Tate, who served in the Marines for 30 years, watched Bob Hope make magic behind a microphone twice in his military career. The first time was in the middle of the Vietnam War while serving in the Philippines, and the second time was back on American soil when the entertainer brought his show to SeaWorld in Orlando in the 1970s. By then, Tate was happy to call Winter Park home.

Before the Orlando show, Tate found himself chatting with Hope in his dressing room.

“He couldn’t have been nicer,” he said.

“…Just being with him was enough to make you want to love what you’re doing.”

Tate saw the late-Bob Hope’s spirit embodied back on stage again last month, as he attended a performance of the USO-themed musical “All Hands on Deck” at the Winter Park Playhouse, which is showing through Oct. 9.

“They did a beautiful job,” Tate said of the show. “…It’s the best show that I’ve seen, and I’ve seen a lot of them.”

Tate has been a loyal supporter of the Winter Park Playhouse since Hurricane Charlie blew through Central Florida in 2004. The storm knocked down the fence between his house and his neighbors’ home. Mending the fence would end up building a friendship between him and those neighbors, Roy Alan and Heather Alexander of the Winter Park Playhouse.

They convinced him to come check out a show shortly afterward at the small, professional theater.

“I have been in love with this place ever since,” Tate said. “…I love this community and they have done so much for this community.”

And the love affair goes both ways, said Lisa Melillo, director of marketing for the Playhouse.

“Winter Park is lucky to have you, Col. Tate,” she said.

Tate settled here after three decades as a Marine.

He boarded his first flight into a war zone in 1953 just as the Korean War came to a close. He’d return to Southeast Asia, and serve on the ground as the Vietnam War broke out.

“Whatever combat I missed in Korea, I got in Vietnam,” he said.

He’d climb the ranks to be named as the officer in charge of plans, programs and operations for the Marine Division consisting of 33,000 Marines stationed throughout 700 square miles during Vietnam.

Raised with the manners of a southern gentleman in his hometown of Lynchburg, Va., Tate said, in his signature drawl, that he was never much concerned with his rank.

“My job was to take care of the troops, and to treat those troops as human beings,” he said.

Today, he’s still supporting the troops by serving on the board of directors of the Central Florida Veterans Memorial Foundation. The group recently raised funds to place a veterans memorial outside of the new Lake Nona VA hospital.

“I always want to help other people,” Tate said. “…I believe in teamwork.”

Tate said ever since he stepped foot inside the Winter Park Playhouse he’s admired the teamwork that pulls together to put on the self-producing theater’s performances.

“Every show is bringing people together,” he said.

The theater’s most recent production, “All Hands on Deck,” just happens to bring together Tate’s past and present on stage.

> **TASK OBJECTIVE**:
Reproduce everything in the text about Tate from "He boarded his" down to "War broke out.", word for word. Work only from the text about Tate.

> **DATA**:
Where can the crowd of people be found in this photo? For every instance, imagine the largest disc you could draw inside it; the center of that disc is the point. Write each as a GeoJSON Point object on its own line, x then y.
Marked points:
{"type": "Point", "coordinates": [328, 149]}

> **EXPECTED OUTPUT**:
He boarded his first flight into a war zone in 1953 just as the Korean War came to a close. He’d return to Southeast Asia, and serve on the ground as the Vietnam War broke out.